Work to be completed:
Reproduce every item below, substituting "enclosing rectangle" for each occurrence of "bounding box" and leaving all other text unchanged.

>>

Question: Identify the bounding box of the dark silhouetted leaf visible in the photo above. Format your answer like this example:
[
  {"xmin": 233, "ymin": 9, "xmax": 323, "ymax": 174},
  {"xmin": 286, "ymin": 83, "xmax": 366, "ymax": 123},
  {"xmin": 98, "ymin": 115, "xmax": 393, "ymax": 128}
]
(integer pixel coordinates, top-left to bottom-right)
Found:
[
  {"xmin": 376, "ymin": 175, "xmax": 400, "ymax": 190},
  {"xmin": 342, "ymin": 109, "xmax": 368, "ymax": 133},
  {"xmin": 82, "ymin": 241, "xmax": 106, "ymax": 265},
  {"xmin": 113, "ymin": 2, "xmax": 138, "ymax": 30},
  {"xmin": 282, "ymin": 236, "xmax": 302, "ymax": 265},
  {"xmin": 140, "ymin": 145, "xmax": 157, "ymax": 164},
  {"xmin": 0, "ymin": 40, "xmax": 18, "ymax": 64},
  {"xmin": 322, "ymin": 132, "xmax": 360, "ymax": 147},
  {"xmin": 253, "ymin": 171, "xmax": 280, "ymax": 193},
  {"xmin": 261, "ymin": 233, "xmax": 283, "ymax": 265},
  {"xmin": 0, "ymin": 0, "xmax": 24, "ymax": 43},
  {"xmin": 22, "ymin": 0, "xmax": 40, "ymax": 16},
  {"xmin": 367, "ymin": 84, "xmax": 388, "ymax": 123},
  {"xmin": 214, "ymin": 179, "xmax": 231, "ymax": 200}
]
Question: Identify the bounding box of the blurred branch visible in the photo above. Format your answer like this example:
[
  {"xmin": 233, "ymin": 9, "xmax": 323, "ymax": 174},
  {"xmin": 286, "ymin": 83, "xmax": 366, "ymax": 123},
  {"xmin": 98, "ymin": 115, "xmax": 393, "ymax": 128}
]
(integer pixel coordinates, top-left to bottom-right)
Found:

<<

Completed exercise:
Question: Identify the enclosing rectangle of the dark silhouetted leaf visible in the photo above. Format your answer like this example:
[
  {"xmin": 233, "ymin": 9, "xmax": 323, "ymax": 174},
  {"xmin": 286, "ymin": 83, "xmax": 366, "ymax": 123},
  {"xmin": 98, "ymin": 115, "xmax": 393, "ymax": 128}
]
(integer pixel coordinates, top-left to bottom-right)
Found:
[
  {"xmin": 376, "ymin": 175, "xmax": 400, "ymax": 190},
  {"xmin": 342, "ymin": 109, "xmax": 368, "ymax": 133},
  {"xmin": 82, "ymin": 241, "xmax": 106, "ymax": 265},
  {"xmin": 113, "ymin": 2, "xmax": 138, "ymax": 30},
  {"xmin": 282, "ymin": 236, "xmax": 302, "ymax": 265},
  {"xmin": 140, "ymin": 145, "xmax": 157, "ymax": 164},
  {"xmin": 0, "ymin": 40, "xmax": 18, "ymax": 64},
  {"xmin": 322, "ymin": 132, "xmax": 360, "ymax": 147},
  {"xmin": 253, "ymin": 171, "xmax": 280, "ymax": 193},
  {"xmin": 261, "ymin": 233, "xmax": 283, "ymax": 265},
  {"xmin": 0, "ymin": 0, "xmax": 24, "ymax": 43},
  {"xmin": 22, "ymin": 0, "xmax": 40, "ymax": 16},
  {"xmin": 367, "ymin": 84, "xmax": 388, "ymax": 123},
  {"xmin": 214, "ymin": 179, "xmax": 231, "ymax": 200}
]
Question: Identify the enclosing rectangle of the blurred branch visible in the photo above. Format your answer like this example:
[
  {"xmin": 233, "ymin": 9, "xmax": 323, "ymax": 174},
  {"xmin": 286, "ymin": 83, "xmax": 366, "ymax": 123},
  {"xmin": 98, "ymin": 115, "xmax": 393, "ymax": 128}
]
(integer pixel coordinates, top-left to bottom-right)
Found:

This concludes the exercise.